> **Passage fourni**
--- --- ---
Exprimant le mécontentement du monde des affaires, un propriétaire de complexe hôtelier local a déclaré à TTG Asia, sous couvert d'anonymat, que « les taxes élevées tueront l'industrie ».
« Toutes nos dépenses, y compris les importations de nourriture, le remboursement des prêts, le carburant, les services publics, les salaires et les frais de service, sont payées en dollars, et nous n'avons pas assez de dollars pour l'échange obligatoire », s'est plaint l'exploitant du complexe.
La banque centrale a répondu à ces plaintes lors d'une conférence de presse le 27 novembre. Des entrées accrues de dollars permettraient aux banques d'offrir des facilités de découvert aux stations balnéaires qui ont besoin de soutien, a suggéré le gouverneur Ahmed Munawar. Ceux qui ne sont pas en mesure de faire face à leurs obligations en devises pourraient également demander des déductions, a-t-il noté.
--- --- ---
> **Extrait des données**
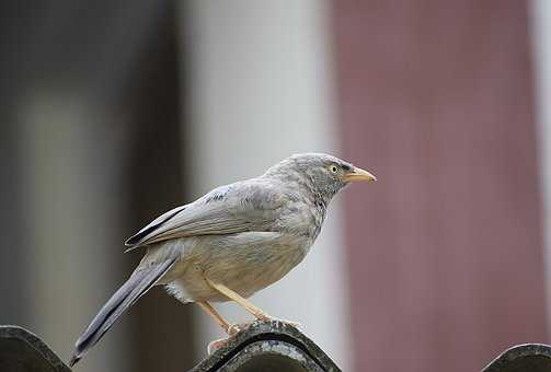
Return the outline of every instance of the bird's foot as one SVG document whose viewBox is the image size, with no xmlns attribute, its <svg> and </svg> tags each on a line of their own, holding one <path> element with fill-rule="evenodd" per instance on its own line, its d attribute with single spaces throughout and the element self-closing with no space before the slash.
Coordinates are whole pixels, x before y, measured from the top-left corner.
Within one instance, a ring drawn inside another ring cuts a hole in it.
--- --- ---
> **Consignes**
- a) Veuillez redonner mot pour mot la partie du passage sur la pénurie de dollars qui commence par « Exprimant le mécontentement » et va jusqu'à « l'exploitant du complexe. ».
- b) Poursuivez le passage sur la pénurie de dollars à la suite de sa dernière phrase.

> **Réponses**
- a)
Exprimant le mécontentement du monde des affaires, un propriétaire de complexe hôtelier local a déclaré à TTG Asia, sous couvert d'anonymat, que « les taxes élevées tueront l'industrie ».
« Toutes nos dépenses, y compris les importations de nourriture, le remboursement des prêts, le carburant, les services publics, les salaires et les frais de service, sont payées en dollars, et nous n'avons pas assez de dollars pour l'échange obligatoire », s'est plaint l'exploitant du complexe.

- b)
« L'objectif est de garantir que les dollars soient disponibles via les canaux bancaires formels et non via les marchés informels », a souligné le gouverneur de la banque centrale, citant des restrictions de change similaires dans les économies en développement comme la Malaisie.
« Ce n'est pas un concept nouveau », a déclaré Munawar. « Les dollars gagnés par les stations devraient circuler au sein de l’économie pour générer un effet multiplicateur. »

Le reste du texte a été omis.